**PROVIDED PASSAGE:**
◆ ◆ ◆ ◆
# Tough Winter Turkeys



## Snook

Was wondering if anyone has been seeing any birds. The snow is fairly deep here in northeast Ohio. The minor thaws with the recurring frigid temps has frozen the snow making it tough for the birds to scratch for food. Sure hope it does not impact them too bad.


----------



## meats52

I put corn out for them every winter but so far this winter all I've seen is squirrels and deer.


----------



## Bulldog1149

I am feeding mine and have between 30 and 70 everyday. I will say they have clawed so much that there are little blood trails from their feet.


----------



## rminerd

Your inbox is full bulldog


----------



## meats52

Bulldog1149 said:


> I am feeding mine and have between 30 and 70 everyday. I will say they have clawed so much that there are little blood trails from their feet.


 That's a lot of turkey. The most I had last winter was 19. I'm still waiting to see some this winter.
◆ ◆ ◆ ◆
**GIVEN INFORMATION:**
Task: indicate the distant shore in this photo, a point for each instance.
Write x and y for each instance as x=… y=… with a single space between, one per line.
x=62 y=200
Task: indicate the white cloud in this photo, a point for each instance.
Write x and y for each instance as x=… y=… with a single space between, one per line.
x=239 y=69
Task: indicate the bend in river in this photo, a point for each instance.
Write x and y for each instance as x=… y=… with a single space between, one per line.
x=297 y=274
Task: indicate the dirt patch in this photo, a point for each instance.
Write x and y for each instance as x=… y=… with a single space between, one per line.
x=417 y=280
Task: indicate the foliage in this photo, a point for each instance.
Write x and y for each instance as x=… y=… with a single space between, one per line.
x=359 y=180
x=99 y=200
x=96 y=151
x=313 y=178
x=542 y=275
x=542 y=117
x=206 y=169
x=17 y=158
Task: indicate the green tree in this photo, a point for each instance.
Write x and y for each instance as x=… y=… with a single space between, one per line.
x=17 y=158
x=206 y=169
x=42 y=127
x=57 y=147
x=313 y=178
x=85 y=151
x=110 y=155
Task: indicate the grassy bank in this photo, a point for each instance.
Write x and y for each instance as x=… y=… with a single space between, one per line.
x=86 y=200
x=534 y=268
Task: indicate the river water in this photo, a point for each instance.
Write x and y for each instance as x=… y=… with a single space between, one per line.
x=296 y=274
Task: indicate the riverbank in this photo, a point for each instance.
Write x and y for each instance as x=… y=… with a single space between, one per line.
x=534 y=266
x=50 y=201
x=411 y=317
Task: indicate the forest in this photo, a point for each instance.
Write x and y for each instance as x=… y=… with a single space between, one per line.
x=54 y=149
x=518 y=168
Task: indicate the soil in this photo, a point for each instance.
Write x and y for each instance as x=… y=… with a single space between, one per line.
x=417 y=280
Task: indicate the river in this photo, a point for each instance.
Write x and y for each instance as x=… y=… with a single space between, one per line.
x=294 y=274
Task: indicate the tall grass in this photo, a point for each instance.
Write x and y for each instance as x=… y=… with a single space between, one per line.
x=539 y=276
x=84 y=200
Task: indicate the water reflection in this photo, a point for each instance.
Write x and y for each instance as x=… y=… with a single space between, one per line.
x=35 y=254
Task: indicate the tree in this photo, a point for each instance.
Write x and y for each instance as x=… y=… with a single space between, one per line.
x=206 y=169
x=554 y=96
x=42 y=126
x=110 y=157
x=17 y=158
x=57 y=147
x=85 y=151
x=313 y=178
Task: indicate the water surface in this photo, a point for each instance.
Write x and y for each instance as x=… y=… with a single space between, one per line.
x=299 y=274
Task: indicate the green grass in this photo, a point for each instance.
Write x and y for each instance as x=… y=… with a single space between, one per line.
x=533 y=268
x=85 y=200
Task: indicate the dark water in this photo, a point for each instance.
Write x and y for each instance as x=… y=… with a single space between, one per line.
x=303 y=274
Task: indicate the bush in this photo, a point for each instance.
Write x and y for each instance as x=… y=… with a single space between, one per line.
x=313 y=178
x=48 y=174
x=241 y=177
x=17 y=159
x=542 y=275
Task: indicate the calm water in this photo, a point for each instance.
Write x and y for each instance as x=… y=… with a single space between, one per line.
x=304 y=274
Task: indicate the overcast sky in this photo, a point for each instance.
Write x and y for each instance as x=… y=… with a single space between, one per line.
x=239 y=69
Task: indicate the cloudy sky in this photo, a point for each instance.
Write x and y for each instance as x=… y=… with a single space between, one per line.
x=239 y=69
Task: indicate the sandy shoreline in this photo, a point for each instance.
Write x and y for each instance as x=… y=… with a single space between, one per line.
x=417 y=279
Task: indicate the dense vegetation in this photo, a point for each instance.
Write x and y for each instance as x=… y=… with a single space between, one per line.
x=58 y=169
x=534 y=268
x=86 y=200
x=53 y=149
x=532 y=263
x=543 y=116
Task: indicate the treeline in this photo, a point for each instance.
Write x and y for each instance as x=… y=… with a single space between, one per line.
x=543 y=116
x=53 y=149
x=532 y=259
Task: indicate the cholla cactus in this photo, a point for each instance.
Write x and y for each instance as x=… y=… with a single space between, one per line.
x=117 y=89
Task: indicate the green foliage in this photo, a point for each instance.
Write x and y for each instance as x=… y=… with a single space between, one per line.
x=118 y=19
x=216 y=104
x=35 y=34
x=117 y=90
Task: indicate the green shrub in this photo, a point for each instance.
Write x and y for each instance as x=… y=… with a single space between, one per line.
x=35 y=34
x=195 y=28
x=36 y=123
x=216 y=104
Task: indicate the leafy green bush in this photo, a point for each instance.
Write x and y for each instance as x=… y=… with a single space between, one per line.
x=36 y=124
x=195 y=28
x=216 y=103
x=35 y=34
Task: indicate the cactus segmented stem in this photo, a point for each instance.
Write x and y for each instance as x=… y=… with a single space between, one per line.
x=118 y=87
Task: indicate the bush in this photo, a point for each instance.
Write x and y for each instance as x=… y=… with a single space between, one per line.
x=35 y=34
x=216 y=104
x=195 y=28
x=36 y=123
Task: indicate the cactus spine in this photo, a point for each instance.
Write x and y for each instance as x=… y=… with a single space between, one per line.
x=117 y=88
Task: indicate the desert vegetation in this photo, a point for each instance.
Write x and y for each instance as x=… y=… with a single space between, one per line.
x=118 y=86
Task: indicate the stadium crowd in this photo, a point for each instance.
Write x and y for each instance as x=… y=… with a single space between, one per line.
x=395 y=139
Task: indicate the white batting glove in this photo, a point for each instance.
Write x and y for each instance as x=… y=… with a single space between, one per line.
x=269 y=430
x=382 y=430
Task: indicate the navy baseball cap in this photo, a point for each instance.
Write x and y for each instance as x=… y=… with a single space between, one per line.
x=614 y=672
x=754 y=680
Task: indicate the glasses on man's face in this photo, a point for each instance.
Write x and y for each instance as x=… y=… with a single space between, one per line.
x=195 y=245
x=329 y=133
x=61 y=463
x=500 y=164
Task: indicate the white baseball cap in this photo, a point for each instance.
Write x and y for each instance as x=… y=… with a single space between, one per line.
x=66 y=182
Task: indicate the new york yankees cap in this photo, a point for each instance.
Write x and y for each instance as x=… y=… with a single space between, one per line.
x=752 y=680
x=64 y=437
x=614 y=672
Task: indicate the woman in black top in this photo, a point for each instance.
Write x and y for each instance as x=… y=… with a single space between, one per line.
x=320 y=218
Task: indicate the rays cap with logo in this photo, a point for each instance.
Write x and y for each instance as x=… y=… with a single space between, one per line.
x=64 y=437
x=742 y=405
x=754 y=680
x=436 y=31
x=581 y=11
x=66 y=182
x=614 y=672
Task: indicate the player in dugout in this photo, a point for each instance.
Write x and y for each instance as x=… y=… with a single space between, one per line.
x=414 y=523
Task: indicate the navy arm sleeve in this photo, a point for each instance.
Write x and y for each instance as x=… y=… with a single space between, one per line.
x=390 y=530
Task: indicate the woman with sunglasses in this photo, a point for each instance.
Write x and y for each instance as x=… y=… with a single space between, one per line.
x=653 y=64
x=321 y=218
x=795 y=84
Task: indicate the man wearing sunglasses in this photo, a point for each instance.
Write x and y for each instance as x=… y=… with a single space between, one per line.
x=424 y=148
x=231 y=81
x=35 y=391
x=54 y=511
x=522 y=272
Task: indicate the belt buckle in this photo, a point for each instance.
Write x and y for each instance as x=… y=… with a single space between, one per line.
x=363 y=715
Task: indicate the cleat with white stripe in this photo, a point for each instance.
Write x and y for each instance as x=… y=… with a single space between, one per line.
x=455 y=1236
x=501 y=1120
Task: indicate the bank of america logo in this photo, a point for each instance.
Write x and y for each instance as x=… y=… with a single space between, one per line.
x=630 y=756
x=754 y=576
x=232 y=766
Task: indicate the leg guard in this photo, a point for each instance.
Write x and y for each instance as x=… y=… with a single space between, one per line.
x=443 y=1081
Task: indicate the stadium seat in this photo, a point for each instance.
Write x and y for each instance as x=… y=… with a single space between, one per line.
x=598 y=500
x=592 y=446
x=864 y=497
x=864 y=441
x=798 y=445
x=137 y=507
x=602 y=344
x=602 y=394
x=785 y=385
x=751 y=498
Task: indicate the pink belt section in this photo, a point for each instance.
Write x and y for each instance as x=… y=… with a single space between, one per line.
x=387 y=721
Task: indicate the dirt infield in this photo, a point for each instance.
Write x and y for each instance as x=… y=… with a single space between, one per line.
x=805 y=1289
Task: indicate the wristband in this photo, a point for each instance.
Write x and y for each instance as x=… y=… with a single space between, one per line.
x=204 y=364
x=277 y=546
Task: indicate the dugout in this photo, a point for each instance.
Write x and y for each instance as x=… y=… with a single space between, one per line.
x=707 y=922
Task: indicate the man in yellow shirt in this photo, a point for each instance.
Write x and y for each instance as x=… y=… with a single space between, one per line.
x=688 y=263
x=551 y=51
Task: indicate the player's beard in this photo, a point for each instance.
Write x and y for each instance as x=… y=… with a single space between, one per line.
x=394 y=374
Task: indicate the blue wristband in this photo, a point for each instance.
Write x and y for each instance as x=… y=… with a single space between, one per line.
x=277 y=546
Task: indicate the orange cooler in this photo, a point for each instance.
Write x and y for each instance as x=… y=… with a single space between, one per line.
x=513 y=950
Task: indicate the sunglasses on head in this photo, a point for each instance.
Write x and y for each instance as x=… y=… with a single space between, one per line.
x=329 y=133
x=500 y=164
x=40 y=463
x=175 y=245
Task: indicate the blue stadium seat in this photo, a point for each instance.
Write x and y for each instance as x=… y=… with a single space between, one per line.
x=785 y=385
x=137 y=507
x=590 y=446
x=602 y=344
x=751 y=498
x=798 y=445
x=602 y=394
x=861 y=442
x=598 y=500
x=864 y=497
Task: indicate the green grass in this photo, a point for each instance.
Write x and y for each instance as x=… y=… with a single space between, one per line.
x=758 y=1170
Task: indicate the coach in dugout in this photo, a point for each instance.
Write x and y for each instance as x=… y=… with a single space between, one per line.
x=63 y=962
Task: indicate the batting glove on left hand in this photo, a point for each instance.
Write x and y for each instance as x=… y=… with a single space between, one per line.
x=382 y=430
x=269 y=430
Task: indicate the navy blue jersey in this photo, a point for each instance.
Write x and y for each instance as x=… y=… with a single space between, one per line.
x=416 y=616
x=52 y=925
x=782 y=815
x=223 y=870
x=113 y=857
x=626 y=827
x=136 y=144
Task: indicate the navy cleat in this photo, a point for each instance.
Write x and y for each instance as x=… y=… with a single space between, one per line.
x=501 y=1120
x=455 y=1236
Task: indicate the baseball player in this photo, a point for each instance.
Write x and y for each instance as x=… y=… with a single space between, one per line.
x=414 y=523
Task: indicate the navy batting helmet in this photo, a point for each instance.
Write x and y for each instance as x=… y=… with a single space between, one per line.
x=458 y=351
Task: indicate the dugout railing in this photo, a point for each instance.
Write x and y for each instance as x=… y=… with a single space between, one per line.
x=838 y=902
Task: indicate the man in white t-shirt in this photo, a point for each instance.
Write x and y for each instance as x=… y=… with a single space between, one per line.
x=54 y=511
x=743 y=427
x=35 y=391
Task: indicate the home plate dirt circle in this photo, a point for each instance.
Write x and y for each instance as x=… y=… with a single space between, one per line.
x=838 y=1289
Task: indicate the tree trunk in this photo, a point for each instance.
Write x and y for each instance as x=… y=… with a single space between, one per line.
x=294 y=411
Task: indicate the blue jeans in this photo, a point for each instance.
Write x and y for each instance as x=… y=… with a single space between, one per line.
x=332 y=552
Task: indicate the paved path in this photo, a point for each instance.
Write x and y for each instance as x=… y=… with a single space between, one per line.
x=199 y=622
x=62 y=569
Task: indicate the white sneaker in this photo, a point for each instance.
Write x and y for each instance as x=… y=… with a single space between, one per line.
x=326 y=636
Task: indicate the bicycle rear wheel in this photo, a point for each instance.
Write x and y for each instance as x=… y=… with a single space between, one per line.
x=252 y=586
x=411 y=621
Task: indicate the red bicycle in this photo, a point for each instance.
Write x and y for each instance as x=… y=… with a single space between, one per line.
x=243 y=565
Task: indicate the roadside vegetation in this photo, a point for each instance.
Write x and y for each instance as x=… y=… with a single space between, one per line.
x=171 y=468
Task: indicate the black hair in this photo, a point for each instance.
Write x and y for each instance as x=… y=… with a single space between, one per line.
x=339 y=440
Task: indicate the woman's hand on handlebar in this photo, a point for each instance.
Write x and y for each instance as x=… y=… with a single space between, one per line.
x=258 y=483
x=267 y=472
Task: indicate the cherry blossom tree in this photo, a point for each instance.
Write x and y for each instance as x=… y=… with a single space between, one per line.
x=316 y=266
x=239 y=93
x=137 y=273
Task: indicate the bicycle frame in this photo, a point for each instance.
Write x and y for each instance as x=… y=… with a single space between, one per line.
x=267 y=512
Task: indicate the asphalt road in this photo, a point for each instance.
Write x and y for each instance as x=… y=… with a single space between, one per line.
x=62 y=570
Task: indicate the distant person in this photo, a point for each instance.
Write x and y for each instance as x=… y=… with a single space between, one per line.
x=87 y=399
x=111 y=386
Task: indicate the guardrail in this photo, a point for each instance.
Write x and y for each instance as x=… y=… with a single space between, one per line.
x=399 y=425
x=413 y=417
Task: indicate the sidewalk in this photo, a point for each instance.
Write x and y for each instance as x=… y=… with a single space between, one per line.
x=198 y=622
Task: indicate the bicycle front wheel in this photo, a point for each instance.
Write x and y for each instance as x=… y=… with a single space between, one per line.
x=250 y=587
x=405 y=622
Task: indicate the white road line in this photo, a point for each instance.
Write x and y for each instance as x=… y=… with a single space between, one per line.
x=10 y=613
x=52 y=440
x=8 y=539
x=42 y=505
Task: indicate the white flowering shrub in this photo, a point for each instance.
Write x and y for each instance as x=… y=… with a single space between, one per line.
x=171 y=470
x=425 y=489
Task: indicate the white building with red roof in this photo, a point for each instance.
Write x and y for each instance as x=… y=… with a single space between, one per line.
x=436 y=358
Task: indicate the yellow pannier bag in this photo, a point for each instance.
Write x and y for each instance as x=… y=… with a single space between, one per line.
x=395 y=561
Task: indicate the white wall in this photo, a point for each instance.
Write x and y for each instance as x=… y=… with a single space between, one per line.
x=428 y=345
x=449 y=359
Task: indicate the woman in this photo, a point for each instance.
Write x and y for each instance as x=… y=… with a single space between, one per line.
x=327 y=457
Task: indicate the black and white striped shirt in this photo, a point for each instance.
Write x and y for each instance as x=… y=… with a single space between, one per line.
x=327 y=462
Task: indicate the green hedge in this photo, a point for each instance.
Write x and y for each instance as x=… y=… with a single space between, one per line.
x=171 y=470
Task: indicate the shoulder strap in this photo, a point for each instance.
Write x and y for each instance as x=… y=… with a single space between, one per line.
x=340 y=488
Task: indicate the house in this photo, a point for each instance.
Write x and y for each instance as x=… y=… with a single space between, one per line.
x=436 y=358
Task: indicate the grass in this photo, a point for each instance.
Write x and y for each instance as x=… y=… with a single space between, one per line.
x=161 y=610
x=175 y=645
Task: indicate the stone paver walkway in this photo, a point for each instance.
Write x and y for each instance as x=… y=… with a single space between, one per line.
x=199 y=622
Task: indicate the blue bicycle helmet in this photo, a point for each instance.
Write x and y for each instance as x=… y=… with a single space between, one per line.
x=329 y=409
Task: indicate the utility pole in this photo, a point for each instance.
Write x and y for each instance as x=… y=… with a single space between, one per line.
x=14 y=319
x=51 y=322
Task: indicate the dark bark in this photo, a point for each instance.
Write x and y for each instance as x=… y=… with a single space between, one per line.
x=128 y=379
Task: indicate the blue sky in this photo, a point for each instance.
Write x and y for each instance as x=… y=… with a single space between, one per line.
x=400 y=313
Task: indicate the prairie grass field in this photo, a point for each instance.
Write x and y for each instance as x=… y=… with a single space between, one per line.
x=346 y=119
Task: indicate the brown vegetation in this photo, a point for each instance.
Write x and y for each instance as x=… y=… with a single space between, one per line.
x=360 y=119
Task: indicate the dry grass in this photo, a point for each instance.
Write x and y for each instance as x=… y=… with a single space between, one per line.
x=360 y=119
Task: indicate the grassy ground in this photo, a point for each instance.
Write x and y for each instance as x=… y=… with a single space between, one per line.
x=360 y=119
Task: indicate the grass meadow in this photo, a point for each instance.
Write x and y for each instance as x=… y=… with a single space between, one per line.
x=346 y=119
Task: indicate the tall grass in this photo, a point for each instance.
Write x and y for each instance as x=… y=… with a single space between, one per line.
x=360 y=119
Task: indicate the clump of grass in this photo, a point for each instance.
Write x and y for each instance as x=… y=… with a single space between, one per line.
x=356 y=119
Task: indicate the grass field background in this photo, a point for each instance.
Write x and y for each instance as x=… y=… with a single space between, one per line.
◆ ◆ ◆ ◆
**EXERCISE INSTRUCTIONS:**
(a) Answer these questions about the winter turkey thread:
(i) Where does Snook say the snow is fairly deep?
(ii) What has meats52 seen so far this winter despite putting out corn?
(iii) What was the most turkeys meats52 had last winter?
(b) Write out word for word the part of the winter turkey thread that opens with the words containing "# Tough Winter" and closes with "them too bad.".
Rely only on the forum thread about winter turkeys, not on the listing.

**RESULTS BY TASK:**
(a)
(i) Northeast Ohio
(ii) Squirrels and deer
(iii) 19

(b)
# Tough Winter Turkeys



## Snook

Was wondering if anyone has been seeing any birds. The snow is fairly deep here in northeast Ohio. The minor thaws with the recurring frigid temps has frozen the snow making it tough for the birds to scratch for food. Sure hope it does not impact them too bad.